• **CHALLENGE**
Copy out the data below, from the line containing "Please return the segmentation of every instance of the person." down through the last line of the data, with both ends included and nothing changed.

• **EXCERPTED RECORDS**
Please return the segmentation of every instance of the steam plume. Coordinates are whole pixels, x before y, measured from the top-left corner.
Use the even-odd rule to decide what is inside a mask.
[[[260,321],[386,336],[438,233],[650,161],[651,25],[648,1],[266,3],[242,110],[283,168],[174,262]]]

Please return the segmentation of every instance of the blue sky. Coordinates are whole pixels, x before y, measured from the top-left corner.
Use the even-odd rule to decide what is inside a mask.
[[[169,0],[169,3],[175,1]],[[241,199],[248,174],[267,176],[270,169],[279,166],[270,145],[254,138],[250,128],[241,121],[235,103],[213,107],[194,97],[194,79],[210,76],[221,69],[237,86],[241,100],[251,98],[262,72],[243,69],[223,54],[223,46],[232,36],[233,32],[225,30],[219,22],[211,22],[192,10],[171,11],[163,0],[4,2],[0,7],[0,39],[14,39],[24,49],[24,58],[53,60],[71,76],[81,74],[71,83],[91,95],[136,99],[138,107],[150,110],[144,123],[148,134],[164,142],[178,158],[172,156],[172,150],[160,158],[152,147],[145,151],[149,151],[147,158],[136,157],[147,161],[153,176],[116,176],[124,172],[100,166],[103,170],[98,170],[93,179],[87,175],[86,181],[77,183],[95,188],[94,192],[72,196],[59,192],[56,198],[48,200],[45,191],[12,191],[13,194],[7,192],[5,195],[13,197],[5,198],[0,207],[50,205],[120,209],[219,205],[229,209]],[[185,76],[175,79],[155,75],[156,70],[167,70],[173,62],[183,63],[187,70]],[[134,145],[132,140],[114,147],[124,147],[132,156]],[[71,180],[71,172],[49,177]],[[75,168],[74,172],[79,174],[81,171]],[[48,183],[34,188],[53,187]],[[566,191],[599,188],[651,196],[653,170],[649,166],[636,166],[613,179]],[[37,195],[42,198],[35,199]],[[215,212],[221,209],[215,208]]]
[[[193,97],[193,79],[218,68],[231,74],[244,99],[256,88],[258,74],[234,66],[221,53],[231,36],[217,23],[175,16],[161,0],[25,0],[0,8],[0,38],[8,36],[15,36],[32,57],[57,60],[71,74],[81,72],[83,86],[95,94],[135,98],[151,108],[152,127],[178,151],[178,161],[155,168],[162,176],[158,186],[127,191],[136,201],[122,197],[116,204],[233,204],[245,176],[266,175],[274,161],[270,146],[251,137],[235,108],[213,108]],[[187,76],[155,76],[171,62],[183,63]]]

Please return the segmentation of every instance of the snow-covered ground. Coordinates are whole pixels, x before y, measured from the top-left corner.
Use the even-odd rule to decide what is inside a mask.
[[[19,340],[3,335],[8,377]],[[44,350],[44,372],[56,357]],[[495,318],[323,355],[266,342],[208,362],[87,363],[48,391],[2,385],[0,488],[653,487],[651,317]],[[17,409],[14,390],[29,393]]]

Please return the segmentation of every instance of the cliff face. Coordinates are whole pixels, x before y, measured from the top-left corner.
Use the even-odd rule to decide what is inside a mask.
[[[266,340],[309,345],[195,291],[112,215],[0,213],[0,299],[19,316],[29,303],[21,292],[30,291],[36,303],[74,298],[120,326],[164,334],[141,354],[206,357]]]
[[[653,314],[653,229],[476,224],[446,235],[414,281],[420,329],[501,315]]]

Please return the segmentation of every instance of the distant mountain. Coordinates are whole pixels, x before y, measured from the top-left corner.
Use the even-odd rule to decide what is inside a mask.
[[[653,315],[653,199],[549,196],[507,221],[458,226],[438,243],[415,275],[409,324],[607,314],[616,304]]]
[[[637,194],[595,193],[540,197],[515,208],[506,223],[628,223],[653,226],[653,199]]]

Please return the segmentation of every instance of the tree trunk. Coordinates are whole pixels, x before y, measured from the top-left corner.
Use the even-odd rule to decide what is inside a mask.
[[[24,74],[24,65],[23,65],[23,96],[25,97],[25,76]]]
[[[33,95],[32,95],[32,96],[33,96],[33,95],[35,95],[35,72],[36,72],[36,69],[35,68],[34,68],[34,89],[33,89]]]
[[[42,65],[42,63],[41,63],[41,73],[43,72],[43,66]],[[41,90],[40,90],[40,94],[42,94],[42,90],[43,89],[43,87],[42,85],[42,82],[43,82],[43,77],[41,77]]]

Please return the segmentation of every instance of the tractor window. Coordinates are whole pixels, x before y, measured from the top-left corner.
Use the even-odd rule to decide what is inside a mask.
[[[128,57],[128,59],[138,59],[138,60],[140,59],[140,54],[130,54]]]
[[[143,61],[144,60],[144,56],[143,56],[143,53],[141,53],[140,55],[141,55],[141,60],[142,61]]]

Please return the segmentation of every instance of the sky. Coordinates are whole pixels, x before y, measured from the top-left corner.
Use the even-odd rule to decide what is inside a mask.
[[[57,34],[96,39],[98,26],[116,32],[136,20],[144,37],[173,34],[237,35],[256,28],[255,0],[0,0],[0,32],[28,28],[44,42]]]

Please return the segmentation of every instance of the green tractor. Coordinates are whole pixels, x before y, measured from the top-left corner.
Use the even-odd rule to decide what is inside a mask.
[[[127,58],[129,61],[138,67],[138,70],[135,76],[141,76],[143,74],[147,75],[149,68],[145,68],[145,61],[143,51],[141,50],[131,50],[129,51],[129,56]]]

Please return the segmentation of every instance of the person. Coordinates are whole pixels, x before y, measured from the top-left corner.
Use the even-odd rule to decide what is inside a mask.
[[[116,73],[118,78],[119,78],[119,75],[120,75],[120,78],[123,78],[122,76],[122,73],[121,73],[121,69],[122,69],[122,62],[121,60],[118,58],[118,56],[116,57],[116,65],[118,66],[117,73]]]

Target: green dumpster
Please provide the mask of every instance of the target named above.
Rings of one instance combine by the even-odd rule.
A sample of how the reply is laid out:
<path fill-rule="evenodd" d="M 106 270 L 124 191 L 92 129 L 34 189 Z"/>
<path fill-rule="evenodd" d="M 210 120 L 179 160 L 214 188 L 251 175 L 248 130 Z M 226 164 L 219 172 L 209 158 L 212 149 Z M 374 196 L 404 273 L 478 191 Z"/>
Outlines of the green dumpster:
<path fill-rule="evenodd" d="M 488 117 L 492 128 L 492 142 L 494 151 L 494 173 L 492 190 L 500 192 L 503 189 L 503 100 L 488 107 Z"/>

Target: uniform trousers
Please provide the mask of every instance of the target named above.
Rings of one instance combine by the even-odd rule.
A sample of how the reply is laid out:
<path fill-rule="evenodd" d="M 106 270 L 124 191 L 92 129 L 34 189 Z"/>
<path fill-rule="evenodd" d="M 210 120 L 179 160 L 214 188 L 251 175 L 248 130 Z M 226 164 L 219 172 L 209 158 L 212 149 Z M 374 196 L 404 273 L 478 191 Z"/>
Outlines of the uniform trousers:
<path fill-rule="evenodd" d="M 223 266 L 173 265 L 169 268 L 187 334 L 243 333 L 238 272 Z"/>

• **EXERCISE SOLUTION**
Please return the segmentation of every instance of the person. Coordinates are whole pixels, x before y, measured from the top-left corner.
Use the even-odd rule to decide what is inside a mask.
[[[116,73],[118,78],[119,78],[119,75],[120,75],[120,78],[123,78],[122,76],[122,73],[121,73],[121,69],[122,69],[122,62],[121,60],[118,58],[118,56],[116,57],[116,65],[118,66],[117,73]]]

Target: green dumpster
Please provide the mask of every instance of the target named above.
Rings of one instance combine by the even-odd rule.
A sample of how the reply is laid out:
<path fill-rule="evenodd" d="M 106 270 L 124 191 L 92 129 L 34 189 Z"/>
<path fill-rule="evenodd" d="M 210 120 L 179 160 L 214 188 L 251 175 L 248 130 Z M 226 164 L 219 172 L 209 158 L 212 149 Z M 374 196 L 404 273 L 478 191 Z"/>
Outlines of the green dumpster:
<path fill-rule="evenodd" d="M 488 117 L 492 128 L 492 142 L 494 151 L 494 173 L 492 190 L 500 192 L 503 189 L 503 100 L 488 107 Z"/>

Target: uniform trousers
Please provide the mask of every instance of the target named above.
Rings of one instance combine by the even-odd rule.
A sample of how the reply is laid out:
<path fill-rule="evenodd" d="M 106 270 L 124 191 L 92 129 L 34 189 Z"/>
<path fill-rule="evenodd" d="M 210 120 L 179 160 L 214 188 L 251 175 L 248 130 Z M 226 164 L 219 172 L 209 158 L 212 149 Z M 374 196 L 404 273 L 478 191 Z"/>
Outlines of the uniform trousers:
<path fill-rule="evenodd" d="M 223 266 L 173 265 L 169 268 L 187 334 L 243 333 L 238 272 Z"/>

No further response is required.